▶ [DIRECTIONS]: Format the data below as a JSON list of strings, one string per line, with blank lines omitted. Leave the pictures out of your answer.
------ RECORDS FOR PROCESSING ------
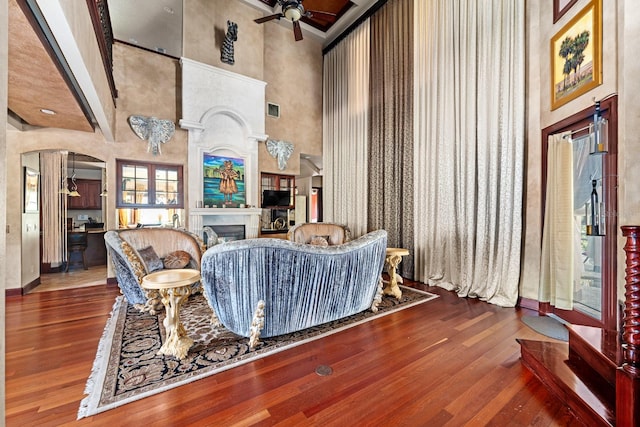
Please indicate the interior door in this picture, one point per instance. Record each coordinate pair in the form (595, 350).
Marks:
(595, 207)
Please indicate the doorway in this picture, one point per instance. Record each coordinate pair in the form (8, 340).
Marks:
------
▶ [WORKED SOLUTION]:
[
  "Please indicate the interior door in this picture, one point per instance. Record each coordinate pair in the form (595, 350).",
  "Marks:",
  "(595, 207)",
  "Please indicate the doorway in this picture, one point per instance. Record each coordinate pair in the form (8, 340).",
  "Marks:"
]